Genel bir daralmadan söz edecek olursak bunun yayınevlerinin kendi içlerinde, kitap programlarında yaşanacağını söylemek yanlış olmaz. Kriz döneminde gelir gider dengesini kurmak için yayınevleri şüphesiz ki yeni başlık sayılarını azaltacak, tekrar basacakları kitaplarda da çok daha seçici olacaklardır. Yayın programı ağırlıklı çeviri kitaplardan oluşan yayınevlerinde bu daralma özellikle daha da belirgin olacaktır. Öte yandan talep anlamında da ciddi bir küçülme olmayacağını öngörüyorum. Eğitim yayıncılığı alanında müfredata ve sınav sistemine bağlı içerik değişiklikleri olsa da pazardaki yayın talebi devam edecektir. Kültür yayıncılığında ise çocuğu, genci, yetişkiniyle zaten okuyan kesimin kriz zamanında çok daha fazla okuduğu gözlemlendi geçmiş kriz dönemlerinde. Çünkü fiyatı ne kadar artarsa artsın kitap her zaman görece en ucuz eğlenme, dinlenme, öğrenme, keşfetme ve hayal kurma aracı.

  • Peki, basılı yayına olan talebin elektronik mecralara kaymasına sebebiyet verir mi ekonominin durumu?

Bir önceki yanıtımda belirttiğim gibi, gerçek kitap okuru için kitap salt fiyat nedeniyle vazgeçilecek bir tüketim nesnesi değil. Kanımca okurun basılı kitapla e-kitap arasındaki tercih kriteri fiyattan çok o içeriği ne amaçla, ne şekilde kullanmak istediği olacaktır. Örneğin ben okur olarak akademik ve kurgu dışı kitaplarda e-kitabı, kurguda basılı kitabı tercih ediyorum. Öte yandan kriz döneminde kağıt tedarikinin zorlaşması ve maliyetlerinin artması yayınevlerinin e-kitap koleksiyonlarını genişletmelerini hızlandırıcı bir faktör olabilir. Tüm bunların ötesinde, gelecekte çevresel koşullara bağlı bir kağıt darboğazı durumunda dijital formatlar tüm dünya için ciddi bir alternatif olacaktır. 

“Ülkemizde dağıtımcılar lojistik hizmet firmasından ziyade bir toptancı tüccar gibi faaliyet gösteriyorlar” 

  • Sizce dağıtım sektörü ekonomiden nasıl etkilenecek? Dağıtımcılar arasındaki tekelleşme, ekonomik krizin yayınevleri üzerindeki etkilerini artırır mı?

· · · · ·

#### Yazılı Görev 1:
Yayıncılık söyleşisine göre aşağıdaki soruları yanıtlayın:
(a) Daralmanın özellikle hangi yayınevlerinde daha belirgin olacağı belirtiliyor?
(b) Konuşmacı okur olarak hangi tür kitaplarda e-kitabı tercih ediyor?
(c) Tırnak içindeki başlığa göre ülkemizde dağıtımcılar nasıl faaliyet gösteriyor?
#### Yazılı Görev 2:
Yayıncılık söyleşisini son sorudan sonraki bölümle tamamlayın.
Kayıtlar başka bir kaynaktan alınmıştır.

· · · · ·

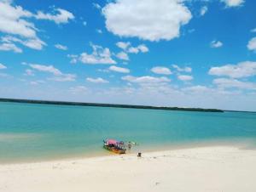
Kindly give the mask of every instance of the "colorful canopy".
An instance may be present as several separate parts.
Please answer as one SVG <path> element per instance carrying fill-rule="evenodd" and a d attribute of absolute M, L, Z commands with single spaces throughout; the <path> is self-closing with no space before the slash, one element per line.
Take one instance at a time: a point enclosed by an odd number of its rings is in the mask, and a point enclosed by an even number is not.
<path fill-rule="evenodd" d="M 109 144 L 119 144 L 119 142 L 114 139 L 108 139 L 106 142 Z"/>
<path fill-rule="evenodd" d="M 117 140 L 114 140 L 114 139 L 107 139 L 105 141 L 108 144 L 124 144 L 124 142 L 123 141 L 117 141 Z"/>

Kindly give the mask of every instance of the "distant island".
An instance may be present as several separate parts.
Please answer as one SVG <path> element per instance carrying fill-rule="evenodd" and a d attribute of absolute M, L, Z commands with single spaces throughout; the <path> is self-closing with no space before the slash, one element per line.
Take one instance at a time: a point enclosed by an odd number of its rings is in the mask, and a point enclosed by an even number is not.
<path fill-rule="evenodd" d="M 33 100 L 33 99 L 3 99 L 0 98 L 0 102 L 14 102 L 26 104 L 64 104 L 64 105 L 79 105 L 79 106 L 96 106 L 96 107 L 115 107 L 115 108 L 131 108 L 131 109 L 149 109 L 149 110 L 185 110 L 185 111 L 202 111 L 202 112 L 224 112 L 217 109 L 202 109 L 202 108 L 184 108 L 184 107 L 164 107 L 164 106 L 148 106 L 148 105 L 132 105 L 119 104 L 97 104 L 97 103 L 83 103 L 83 102 L 68 102 L 68 101 L 49 101 L 49 100 Z"/>

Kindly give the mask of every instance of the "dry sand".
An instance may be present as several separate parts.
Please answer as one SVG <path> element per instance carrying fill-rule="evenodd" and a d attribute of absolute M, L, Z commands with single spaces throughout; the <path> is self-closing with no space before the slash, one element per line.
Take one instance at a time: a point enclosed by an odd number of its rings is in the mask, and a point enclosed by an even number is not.
<path fill-rule="evenodd" d="M 253 192 L 256 150 L 214 146 L 0 165 L 1 192 Z"/>

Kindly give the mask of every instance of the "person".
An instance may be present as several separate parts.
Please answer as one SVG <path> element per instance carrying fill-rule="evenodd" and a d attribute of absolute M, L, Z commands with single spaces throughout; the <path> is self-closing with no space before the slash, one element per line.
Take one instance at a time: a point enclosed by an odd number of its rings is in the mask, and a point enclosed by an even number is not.
<path fill-rule="evenodd" d="M 128 142 L 128 149 L 129 150 L 131 150 L 131 141 Z"/>

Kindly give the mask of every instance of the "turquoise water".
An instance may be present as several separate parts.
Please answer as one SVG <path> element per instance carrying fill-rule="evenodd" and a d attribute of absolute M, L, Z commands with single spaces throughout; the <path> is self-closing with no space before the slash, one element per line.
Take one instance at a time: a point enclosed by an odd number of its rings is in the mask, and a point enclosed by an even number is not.
<path fill-rule="evenodd" d="M 256 113 L 0 102 L 0 162 L 106 155 L 102 148 L 106 138 L 136 141 L 140 150 L 256 141 Z"/>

· · · · ·

#### Görev Yanıtı 1:
(a) Yayın programı ağırlıklı olarak çeviri kitaplardan oluşan yayınevlerinde.
(b) Akademik ve kurgu dışı kitaplarda.
(c) Lojistik hizmet firmasından çok bir toptancı tüccar gibi.

#### Görev Yanıtı 2:
Dağıtımcı tanım itibariyle bir yayınevinin kitaplarını belli bir komisyon karşılığında, yayınevinin belirlediği fiyatlarla kitabevlerine/perakende satış noktalarına ulaştıran bir lojistik hizmet firmasıdır. Oysa ülkemizde dağıtımcılar lojistik hizmet firmasından ziyade bir toptancı tüccar gibi faaliyet gösteriyorlar. Pazardaki rekabet yayınevlerinden çok dağıtımcılar arasında gerçekleşiyor. Yayınevlerinin bilgisi ve onayı dışında hesapsızca fiyat rekabetine giren ve özellikle kriz döneminde yayınevlerinden gerekli desteği bulamayacak olan dağıtımcılar zorlanacaklardır elbette. Bu dönemde dağıtımcıların tahsilat sorunları yaşamaları ve bunun neticesinde yayınevlerine ödemelerini aksatmaları da yayınevlerini olumsuz etkileyecektir.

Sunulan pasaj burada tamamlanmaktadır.